### REQUIRED ACTION
From the advice column below, return verbatim the part that opens with the words containing "Confronting Crime Puts" and closes with "childhood sexual abuse.".

### QUOTED PASSAGE
--------------------------------
For an excellent guide to becoming a better conversationalist and a more attractive person, order "How to Be Popular." Send a business-size, self-addressed envelope, plus check or money order for $5 (U.S. funds only) to: Dear Abby Popularity Booklet, P.O. Box 447, Mount Morris, IL 61054-0447. (Postage is included.)
Confronting Crime Puts Incest Victim on the Road to Healing
DEAR ABBY: Of course, you make your living giving your know-everything advice to needy deficients, but that does not excuse patronizing error.
You were wrong in telling "A Survivor in Florida" -- who was raped by her stepfather when she was 11 -- to harpoon her elderly, sick mother who didn't protect her, in order to exorcize what she should have resolved for herself, with psychiatric aid if necessary. Better for her to have said to her mother, "I love you," than rehash her childhood sexual abuse.
--------------------------------
[Records excerpted from a collection]
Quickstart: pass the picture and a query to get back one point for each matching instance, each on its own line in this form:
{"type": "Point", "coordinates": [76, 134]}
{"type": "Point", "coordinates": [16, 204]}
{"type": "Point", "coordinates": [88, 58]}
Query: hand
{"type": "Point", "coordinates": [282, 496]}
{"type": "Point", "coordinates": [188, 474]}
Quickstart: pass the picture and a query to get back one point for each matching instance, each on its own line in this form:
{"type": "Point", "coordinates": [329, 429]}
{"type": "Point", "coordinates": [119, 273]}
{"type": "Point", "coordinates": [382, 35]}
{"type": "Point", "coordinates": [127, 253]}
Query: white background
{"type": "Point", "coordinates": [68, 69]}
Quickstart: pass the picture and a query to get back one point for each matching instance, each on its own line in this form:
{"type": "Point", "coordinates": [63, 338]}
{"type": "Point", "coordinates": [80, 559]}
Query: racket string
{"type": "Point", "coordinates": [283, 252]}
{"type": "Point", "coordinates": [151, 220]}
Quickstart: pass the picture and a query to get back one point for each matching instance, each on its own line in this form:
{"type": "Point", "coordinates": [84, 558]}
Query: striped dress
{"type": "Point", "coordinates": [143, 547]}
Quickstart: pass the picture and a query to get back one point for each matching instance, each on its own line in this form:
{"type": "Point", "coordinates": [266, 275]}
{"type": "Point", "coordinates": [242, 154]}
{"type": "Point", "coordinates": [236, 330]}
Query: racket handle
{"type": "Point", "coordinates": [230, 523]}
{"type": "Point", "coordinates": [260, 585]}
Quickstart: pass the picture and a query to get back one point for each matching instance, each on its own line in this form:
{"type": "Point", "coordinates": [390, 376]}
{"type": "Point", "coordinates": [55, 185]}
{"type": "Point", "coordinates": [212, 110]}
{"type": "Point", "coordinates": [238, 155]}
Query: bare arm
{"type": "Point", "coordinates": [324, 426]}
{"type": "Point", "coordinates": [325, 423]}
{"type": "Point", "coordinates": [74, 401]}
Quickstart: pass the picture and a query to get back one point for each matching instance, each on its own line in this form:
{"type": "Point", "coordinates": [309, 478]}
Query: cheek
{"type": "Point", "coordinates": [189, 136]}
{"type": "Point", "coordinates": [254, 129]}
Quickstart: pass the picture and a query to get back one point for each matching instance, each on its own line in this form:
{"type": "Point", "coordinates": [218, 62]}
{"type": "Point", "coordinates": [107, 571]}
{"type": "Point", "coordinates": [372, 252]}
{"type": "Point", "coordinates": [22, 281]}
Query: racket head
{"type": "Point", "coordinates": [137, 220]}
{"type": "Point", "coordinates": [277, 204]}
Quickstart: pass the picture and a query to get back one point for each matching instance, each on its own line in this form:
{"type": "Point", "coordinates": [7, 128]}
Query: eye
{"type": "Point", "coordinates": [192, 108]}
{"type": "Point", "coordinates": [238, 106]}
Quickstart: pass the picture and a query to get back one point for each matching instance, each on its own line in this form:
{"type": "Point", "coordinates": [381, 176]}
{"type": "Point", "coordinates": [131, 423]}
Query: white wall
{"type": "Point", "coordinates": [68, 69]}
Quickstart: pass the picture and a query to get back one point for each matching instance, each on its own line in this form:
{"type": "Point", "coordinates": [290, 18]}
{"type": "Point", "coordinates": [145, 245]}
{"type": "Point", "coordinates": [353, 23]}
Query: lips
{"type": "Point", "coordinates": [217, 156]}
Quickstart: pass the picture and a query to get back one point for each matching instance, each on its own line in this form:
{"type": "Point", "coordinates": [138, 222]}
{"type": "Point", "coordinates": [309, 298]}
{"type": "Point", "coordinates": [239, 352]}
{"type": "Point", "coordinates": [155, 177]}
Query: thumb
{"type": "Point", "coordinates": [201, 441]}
--------------------------------
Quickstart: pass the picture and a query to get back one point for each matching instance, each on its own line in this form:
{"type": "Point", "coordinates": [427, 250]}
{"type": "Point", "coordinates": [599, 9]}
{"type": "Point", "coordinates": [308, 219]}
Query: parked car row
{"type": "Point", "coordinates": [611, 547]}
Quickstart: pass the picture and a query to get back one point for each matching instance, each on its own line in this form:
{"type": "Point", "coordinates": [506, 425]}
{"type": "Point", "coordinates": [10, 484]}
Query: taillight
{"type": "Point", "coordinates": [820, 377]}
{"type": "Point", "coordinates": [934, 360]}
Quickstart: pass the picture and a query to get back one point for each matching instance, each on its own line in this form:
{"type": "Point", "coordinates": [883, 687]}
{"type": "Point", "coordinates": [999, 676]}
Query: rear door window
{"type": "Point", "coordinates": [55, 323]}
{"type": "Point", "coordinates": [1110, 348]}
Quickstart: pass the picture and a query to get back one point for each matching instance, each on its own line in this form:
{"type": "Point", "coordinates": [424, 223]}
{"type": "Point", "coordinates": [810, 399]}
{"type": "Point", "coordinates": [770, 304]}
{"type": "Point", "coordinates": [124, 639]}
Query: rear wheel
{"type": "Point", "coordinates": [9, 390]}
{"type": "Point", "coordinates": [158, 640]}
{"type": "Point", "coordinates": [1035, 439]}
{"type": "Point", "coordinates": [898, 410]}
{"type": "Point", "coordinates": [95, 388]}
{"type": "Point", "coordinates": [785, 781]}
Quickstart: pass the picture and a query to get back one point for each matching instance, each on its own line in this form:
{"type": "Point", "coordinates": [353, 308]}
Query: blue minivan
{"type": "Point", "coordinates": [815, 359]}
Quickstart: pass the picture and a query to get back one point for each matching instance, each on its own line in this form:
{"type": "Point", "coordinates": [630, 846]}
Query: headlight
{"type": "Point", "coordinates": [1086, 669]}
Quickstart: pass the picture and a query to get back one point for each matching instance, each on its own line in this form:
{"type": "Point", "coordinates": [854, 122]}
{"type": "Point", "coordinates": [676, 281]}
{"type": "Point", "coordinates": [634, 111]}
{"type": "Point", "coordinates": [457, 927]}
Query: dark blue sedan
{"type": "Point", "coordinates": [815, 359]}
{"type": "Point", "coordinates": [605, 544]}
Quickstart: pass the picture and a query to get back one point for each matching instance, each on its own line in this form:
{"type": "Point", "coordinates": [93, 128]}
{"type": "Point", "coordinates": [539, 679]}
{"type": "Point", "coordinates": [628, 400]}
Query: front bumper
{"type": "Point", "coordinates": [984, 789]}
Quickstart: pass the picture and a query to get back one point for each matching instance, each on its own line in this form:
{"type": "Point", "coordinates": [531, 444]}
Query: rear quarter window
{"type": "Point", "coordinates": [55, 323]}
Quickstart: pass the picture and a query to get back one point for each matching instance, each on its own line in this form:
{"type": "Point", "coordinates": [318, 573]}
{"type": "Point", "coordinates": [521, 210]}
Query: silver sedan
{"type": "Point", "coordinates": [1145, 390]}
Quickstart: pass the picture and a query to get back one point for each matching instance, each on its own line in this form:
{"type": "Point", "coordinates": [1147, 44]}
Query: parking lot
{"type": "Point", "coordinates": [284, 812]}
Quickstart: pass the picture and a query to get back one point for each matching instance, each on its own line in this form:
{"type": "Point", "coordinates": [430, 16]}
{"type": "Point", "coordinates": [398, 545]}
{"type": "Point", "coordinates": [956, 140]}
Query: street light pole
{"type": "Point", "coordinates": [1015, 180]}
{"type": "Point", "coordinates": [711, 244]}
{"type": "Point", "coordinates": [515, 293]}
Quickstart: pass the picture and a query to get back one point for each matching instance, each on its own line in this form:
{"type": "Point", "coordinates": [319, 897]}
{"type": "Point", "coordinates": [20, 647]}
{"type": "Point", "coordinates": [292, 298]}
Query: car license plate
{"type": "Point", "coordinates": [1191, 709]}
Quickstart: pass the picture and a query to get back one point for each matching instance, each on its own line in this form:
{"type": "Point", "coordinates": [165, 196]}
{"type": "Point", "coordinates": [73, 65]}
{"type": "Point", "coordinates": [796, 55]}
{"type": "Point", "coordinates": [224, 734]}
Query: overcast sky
--------------------------------
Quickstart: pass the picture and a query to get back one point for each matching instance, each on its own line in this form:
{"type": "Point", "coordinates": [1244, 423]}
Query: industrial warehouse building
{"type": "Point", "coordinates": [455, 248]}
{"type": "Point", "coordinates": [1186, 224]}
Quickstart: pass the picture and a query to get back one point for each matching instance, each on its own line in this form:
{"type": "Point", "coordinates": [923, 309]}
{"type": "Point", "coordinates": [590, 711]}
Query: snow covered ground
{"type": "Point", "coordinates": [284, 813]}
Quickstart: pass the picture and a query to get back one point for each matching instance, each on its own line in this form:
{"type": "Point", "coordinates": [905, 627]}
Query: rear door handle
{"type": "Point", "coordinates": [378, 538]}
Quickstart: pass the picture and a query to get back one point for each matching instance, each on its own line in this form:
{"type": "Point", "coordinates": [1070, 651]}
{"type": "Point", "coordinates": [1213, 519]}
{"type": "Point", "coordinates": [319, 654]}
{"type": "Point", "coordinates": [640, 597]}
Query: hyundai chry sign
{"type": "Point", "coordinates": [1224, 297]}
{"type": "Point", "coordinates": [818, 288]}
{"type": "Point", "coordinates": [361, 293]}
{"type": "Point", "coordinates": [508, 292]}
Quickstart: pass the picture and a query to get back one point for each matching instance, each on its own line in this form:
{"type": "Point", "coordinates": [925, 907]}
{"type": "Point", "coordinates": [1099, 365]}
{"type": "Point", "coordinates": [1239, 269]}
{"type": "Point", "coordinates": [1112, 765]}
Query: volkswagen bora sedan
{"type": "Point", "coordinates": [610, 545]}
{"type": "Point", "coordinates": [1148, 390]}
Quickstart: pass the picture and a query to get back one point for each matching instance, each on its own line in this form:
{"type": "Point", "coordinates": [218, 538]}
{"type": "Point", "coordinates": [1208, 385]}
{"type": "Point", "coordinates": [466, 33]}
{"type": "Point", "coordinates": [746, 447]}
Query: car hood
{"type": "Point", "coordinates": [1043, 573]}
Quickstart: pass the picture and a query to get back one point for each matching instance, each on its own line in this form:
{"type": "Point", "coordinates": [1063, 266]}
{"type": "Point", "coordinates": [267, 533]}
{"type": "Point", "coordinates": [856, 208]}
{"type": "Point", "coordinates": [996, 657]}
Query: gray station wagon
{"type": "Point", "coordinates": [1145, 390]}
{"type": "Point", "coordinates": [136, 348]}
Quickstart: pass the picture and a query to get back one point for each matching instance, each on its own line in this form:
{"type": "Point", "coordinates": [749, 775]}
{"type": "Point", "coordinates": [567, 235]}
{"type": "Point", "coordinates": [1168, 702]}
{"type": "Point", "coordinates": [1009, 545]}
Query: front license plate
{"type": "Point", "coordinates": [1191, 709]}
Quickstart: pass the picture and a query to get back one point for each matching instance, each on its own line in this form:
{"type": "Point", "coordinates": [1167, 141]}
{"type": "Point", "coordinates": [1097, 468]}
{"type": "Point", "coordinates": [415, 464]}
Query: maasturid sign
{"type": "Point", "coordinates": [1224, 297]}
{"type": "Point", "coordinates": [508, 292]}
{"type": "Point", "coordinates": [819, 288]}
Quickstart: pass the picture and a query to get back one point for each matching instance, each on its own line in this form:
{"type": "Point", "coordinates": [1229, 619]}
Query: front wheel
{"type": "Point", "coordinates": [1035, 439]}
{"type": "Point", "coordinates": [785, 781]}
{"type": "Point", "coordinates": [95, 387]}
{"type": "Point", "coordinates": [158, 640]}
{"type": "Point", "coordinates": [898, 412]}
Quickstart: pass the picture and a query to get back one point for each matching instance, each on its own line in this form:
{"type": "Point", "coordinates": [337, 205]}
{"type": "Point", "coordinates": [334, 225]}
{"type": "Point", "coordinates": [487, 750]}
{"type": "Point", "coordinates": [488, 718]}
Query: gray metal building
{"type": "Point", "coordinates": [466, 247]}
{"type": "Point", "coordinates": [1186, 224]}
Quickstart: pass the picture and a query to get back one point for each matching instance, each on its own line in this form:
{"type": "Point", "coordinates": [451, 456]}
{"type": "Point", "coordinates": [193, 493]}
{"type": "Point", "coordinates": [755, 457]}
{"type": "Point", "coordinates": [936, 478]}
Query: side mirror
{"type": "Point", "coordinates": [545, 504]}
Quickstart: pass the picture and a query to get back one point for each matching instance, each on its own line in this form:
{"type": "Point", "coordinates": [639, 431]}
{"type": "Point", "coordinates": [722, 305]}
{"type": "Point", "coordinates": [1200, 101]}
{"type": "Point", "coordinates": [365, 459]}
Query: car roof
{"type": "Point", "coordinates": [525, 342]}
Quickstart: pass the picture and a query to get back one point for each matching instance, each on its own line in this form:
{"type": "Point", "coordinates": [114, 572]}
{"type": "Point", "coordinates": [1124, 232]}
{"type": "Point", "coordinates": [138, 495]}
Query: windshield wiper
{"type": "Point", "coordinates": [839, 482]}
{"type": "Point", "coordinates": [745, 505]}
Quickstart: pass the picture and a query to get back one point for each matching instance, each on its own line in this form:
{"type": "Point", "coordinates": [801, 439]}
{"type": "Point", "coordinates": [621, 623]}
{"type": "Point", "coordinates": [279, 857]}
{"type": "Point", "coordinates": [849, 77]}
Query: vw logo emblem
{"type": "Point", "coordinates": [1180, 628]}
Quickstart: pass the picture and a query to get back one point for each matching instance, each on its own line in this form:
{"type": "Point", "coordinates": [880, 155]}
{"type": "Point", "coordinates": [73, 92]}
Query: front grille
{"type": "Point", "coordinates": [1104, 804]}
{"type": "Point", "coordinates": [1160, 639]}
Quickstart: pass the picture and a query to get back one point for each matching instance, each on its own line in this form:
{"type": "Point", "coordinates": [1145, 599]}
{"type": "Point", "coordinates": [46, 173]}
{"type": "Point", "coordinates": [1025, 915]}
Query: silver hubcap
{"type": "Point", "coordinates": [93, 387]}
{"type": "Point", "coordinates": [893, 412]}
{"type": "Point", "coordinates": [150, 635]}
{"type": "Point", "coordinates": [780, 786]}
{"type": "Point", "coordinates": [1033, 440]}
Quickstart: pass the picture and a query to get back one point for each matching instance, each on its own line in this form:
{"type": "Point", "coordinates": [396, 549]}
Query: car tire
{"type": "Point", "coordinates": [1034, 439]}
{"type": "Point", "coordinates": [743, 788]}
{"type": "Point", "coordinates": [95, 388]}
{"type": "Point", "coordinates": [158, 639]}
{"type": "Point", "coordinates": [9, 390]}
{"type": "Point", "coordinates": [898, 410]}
--------------------------------
### ANSWER SPACE
Confronting Crime Puts Incest Victim on the Road to Healing
DEAR ABBY: Of course, you make your living giving your know-everything advice to needy deficients, but that does not excuse patronizing error.
You were wrong in telling "A Survivor in Florida" -- who was raped by her stepfather when she was 11 -- to harpoon her elderly, sick mother who didn't protect her, in order to exorcize what she should have resolved for herself, with psychiatric aid if necessary. Better for her to have said to her mother, "I love you," than rehash her childhood sexual abuse.